*Quoted text*.

■ ■ ■ ■

The way we interact with the world's information is changing, and our current TCP/IP-based network that supports the Web is faced with real limitations as a result. It is the goal of this paper to explore these limitations through the lens of a newly-proposed technology: content-centric networking. We first present the specifications of content-centric networking. We'll then explore the feasibility of the global adoption of content-centric networking (henceforth referred to as CCNx1) into today's information-distribution platforms.
Content-centric networking was first described in a paper co-authored by developer Van Jacobson, together with colleagues at Xerox PARC, in response to the shortcomings they perceived in the current TCP/IP-based architecture of the Web. Project CCNx was launched in to maintain the CCNx specification and open-source implementations. The purpose of this section is to describe the CCNx protocol and its motivations. We begin with the latter.
The TCP/IP-based architecture of the Internet today was built with the intent to connect devices to other devices in a way that satisfies several key invariants, especially: network redundancy, ease of connection, and global network interoperability. TCP/IP was built with a focus on where machines are and how to talk to them, rather than what their content is. To quote Jacobson: Today, "People value the Internet for what content it contains, but communication is still in terms of where."
This ideological limitation is the root of a larger set of practical concerns. Jacobson et al. maintain that the three main issues that arise from the TCP/IP architecture of the web are availability, security, and location-dependence. For content to be highly-available (i.e. accessible quickly and reliably for a diverse set of users across the networks' topology), current TCP/IP-based networks require content-delivery-networks (CDNs) or Peer-to-Peer networks to be overlaid on top of existing infrastructure. In addition, only those who can afford access to high-bandwidth connections or CDN services like Akamai can provide highly-available content. Jacobson gives the example in his Google talk of the NBC broadcast infrastructure and how it handled the considerable increase in traffic after Bode Miller's performance at the 2006 Olympics; after Bode missed a gate skiing downhill, spurning a very high number of people requesting the video, the main NBC router was maintaining 6,000 copies of the video, one for each TCP connection. This serves as a great example of the dissonance between the TCP/IP architecture and this model of broadcast data distribution.

■ ■ ■ ■

*Collected material*.
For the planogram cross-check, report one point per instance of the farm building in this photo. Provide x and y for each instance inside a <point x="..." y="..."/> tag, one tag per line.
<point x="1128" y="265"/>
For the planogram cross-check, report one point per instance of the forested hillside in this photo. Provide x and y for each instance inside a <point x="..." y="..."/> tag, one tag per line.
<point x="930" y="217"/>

■ ■ ■ ■

*Task description*.
Could you pick up the content-centric networking text above and keep writing from its last sentence?

*Exercise answer*.
In addition, the current web architecture allows for pipe security rather than the more-important data security. Jacobson, in a Google Tech Talk delivered in 2007, highlights the fact that the way we've built security on top of the TCP/IP protocol encrypts entire connections, rather than just the data transferred across those connections. Therefore, services like caching and availability are affected. In addition to this, the current verification scheme relies upon the certificate-authority structure, which has been shown to have significant trust issues.
Finally, the TCP/IP system as optimized for locating a machine rather than locating content means that those content consumers located topologically closer to the machine that contains the desired content experience a much higher Quality of Service (QoS) than those further away. Packets must be sent through a much larger number of intervening nodes to deliver content from one connected subgraph of the Internet to another subgraph with few connections to the source network.
It was the goal of Jacobson et al., and later Project CCNx, to address these issues with a content-centric networking paradigm. We explore the specifications of the CCNx protocol next.
The Project CCNx architecture page is the central location for the specification of the architecture and protocol of the proposed content-centric networking system. It is largely from that page and from the Jacobson et al. paper that this architecture overview is based. The purpose of this section is not to re-create the existing CCNx documentation, and so many important considerations will be glossed over. However, we will attempt to address the important features of the CCNx architecture.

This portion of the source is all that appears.